Deeplearning Algorithms tutorial

谷歌的人工智能位于全球前列，在图像识别、语音识别、无人驾驶等技术上都已经落地。而百度实质意义上扛起了国内的人工智能的大旗，覆盖无人驾驶、智能助手、图像识别等许多层面。苹果业已开始全面拥抱机器学习，新产品进军家庭智能音箱并打造工作站级别Mac。另外，腾讯的深度学习平台Mariana已支持了微信语音识别的语音输入法、语音开放平台、长按语音消息转文本等产品，在微信图像识别中开始应用。全球前十大科技公司全部发力人工智能理论研究和应用的实现，虽然入门艰难，但是一旦入门，高手也就在你的不远处！

机器学习主要有三种方式：监督学习，无监督学习与半监督学习。

（1）监督学习：从给定的训练数据集中学习出一个函数，当新的数据输入时，可以根据函数预测相应的结果。监督学习的训练集要求是包括输入和输出，也就是特征和目标。训练集中的目标是有标注的。如今机器学习已固有的监督学习算法有可以进行分类的，例如贝叶斯分类，SVM，ID3，C4.5以及分类决策树，以及现在最火热的人工神经网络，例如BP神经网络，RBF神经网络，Hopfield神经网络、深度信念网络和卷积神经网络等。人工神经网络是模拟人大脑的思考方式来进行分析，在人工神经网络中有显层，隐层以及输出层，而每一层都会有神经元，神经元的状态或开启或关闭，这取决于大数据。同样监督机器学习算法也可以作回归，最常用便是逻辑回归。

（2）无监督学习：与有监督学习相比，无监督学习的训练集的类标号是未知的，并且要学习的类的个数或集合可能事先不知道。常见的无监督学习算法包括聚类和关联，例如K均值法、Apriori算法。

（3）半监督学习：介于监督学习和无监督学习之间,例如EM算法。

⁂

- _待完成任务_:
1. 从“机器学习主要有三种方式：监督学习，无监督学习与半监督学习。”到“均值法、Apriori算法。”，照录节选文本中的这一段，一字不改。
2. 按节选文本所述，腾讯的深度学习平台叫什么名字？
3. 接续这篇讲机器学习的节选文本，从最后一句之后往下写。

目标点标注

⁂

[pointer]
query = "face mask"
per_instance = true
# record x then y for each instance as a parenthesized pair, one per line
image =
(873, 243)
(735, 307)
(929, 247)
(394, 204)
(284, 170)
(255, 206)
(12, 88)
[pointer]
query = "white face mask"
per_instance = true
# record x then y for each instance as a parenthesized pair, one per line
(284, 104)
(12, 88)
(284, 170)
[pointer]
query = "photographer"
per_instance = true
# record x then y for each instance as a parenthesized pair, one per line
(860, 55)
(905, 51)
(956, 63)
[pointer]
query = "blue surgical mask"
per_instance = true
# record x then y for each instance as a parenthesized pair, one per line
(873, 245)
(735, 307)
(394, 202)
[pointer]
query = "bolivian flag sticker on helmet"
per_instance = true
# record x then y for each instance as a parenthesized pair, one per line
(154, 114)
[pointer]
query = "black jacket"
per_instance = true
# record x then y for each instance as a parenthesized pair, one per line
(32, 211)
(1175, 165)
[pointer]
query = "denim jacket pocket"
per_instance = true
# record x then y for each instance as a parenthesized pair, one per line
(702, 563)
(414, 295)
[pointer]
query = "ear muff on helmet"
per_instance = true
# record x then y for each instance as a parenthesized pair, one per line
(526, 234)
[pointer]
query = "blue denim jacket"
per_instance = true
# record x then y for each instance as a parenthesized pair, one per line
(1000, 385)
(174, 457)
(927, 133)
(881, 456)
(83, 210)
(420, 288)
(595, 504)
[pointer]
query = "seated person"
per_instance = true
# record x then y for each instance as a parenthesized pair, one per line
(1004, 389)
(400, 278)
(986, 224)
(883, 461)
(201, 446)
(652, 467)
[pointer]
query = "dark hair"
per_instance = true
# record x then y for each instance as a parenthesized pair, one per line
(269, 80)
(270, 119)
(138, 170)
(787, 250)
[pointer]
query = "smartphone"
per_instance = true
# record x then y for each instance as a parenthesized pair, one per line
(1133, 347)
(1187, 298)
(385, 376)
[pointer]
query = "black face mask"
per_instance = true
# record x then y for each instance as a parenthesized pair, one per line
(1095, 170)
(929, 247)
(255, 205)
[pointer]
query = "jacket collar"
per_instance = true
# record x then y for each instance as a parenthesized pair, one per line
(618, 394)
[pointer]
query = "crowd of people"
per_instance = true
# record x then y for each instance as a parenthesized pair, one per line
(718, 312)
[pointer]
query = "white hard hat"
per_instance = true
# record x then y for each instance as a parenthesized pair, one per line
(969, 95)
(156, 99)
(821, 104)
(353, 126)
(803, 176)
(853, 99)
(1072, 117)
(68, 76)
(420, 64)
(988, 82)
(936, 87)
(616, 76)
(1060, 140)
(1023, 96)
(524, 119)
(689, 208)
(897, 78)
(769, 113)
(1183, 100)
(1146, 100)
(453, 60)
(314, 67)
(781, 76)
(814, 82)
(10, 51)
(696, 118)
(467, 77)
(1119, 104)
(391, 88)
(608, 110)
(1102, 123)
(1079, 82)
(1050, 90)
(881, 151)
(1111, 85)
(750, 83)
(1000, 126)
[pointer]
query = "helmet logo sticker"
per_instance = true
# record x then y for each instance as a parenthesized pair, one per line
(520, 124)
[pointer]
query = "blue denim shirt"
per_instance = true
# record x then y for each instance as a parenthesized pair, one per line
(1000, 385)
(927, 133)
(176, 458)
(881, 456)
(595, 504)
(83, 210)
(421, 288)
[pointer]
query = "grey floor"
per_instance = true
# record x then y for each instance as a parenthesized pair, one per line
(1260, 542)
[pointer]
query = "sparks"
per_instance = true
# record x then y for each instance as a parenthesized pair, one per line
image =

⁂

- _逐题答案_:
1.
机器学习主要有三种方式：监督学习，无监督学习与半监督学习。

（1）监督学习：从给定的训练数据集中学习出一个函数，当新的数据输入时，可以根据函数预测相应的结果。监督学习的训练集要求是包括输入和输出，也就是特征和目标。训练集中的目标是有标注的。如今机器学习已固有的监督学习算法有可以进行分类的，例如贝叶斯分类，SVM，ID3，C4.5以及分类决策树，以及现在最火热的人工神经网络，例如BP神经网络，RBF神经网络，Hopfield神经网络、深度信念网络和卷积神经网络等。人工神经网络是模拟人大脑的思考方式来进行分析，在人工神经网络中有显层，隐层以及输出层，而每一层都会有神经元，神经元的状态或开启或关闭，这取决于大数据。同样监督机器学习算法也可以作回归，最常用便是逻辑回归。

（2）无监督学习：与有监督学习相比，无监督学习的训练集的类标号是未知的，并且要学习的类的个数或集合可能事先不知道。常见的无监督学习算法包括聚类和关联，例如K均值法、Apriori算法。

2. Mariana。

3.
如今的机器学习领域主要的研究工作在三个方面进行：1）面向任务的研究，研究和分析改进一组预定任务的执行性能的学习系统；2）认知模型，研究人类学习过程并进行计算模拟；3）理论的分析，从理论的层面探索可能的算法和独立的应用领域算法。

自动编码器(Autoencoder)

自动编码器(Autoencoder)是一种无监督的学习算法，主要用于数据的降维或者特征的抽取，在深度学习中，自动编码器(Autoencoder)可用于在训练阶段开始前，确定权重矩阵的初始值。

神经网络中的权重矩阵可看作是对输入的数据进行特征转换，即先将数据编码为另一种形式，然后在此基础上进行一系列学习。然而，在对权重初始化时，我们并不知道初始的权重值在训练时会起到怎样的作用，也不知道在训练过程中权重会怎样的变化。因此一种较好的思路是，利用初始化生成的权重矩阵进行编码时，我们希望编码后的数据能够较好的保留原始数据的主要特征。那么，如何衡量码后的数据是否保留了较完整的信息呢？答案是：如果编码后的数据能够较为容易地通过解码恢复成原始数据，我们则认为较好的保留了数据信息。

自动编码器(Autoencoder)中：原始input（设为x）经过加权（W、b)、映射（Sigmoid）之后得到y，再对y反向加权映射回来成为z。

通过反复迭代训练两组（W、b），使得误差函数最小，即尽可能保证z近似于x，即完美重构了x。

那么可以说正向第一组权（W、b）是成功的，很好的学习了input中的关键特征，不然也不会重构得如此完美.

这个过程很有趣，首先，它没有使用数据标签来计算误差update参数，所以是无监督学习。

其次，利用类似神经网络的双隐层的方式，简单粗暴地提取了样本的特征。

这个双隐层是有争议的，最初的编码器确实使用了两组（W，b），但是Vincent在2010年的论文中做了研究，发现只要单组W就可以了。

即W'=W^T, W和W'称为Tied Weights。实验证明，W'真的只是在打酱油，完全没有必要去做训练。

逆向重构矩阵让人想起了逆矩阵，若W^-1=W^T的话，W就是个正交矩阵了，即W是可以训成近似正交阵的。

由于W'就是个酱油，训练完之后就没它事了。正向传播用W即可，相当于为input预先编个码，再导入到下一layer去。所以叫自动编码器，而不叫自动编码解码器。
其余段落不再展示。